YOUR OBJECTIVE = Report the number of lines holding "image" in the material below, and nothing more.

EXTRACTED ENTRIES =
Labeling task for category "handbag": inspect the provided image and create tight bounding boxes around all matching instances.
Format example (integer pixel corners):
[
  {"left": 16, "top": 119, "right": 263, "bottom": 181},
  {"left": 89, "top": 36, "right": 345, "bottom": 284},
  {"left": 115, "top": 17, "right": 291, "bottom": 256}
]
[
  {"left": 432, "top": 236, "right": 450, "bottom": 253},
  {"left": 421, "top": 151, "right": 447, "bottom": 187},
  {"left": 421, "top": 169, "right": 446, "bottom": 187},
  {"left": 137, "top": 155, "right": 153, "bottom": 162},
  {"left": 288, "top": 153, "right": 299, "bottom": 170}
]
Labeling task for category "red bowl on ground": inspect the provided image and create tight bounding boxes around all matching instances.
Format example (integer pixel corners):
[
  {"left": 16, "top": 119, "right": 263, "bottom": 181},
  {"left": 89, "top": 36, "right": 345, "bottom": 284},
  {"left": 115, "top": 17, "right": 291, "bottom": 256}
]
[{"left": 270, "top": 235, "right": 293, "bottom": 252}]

SOLUTION TO THE PROBLEM = 2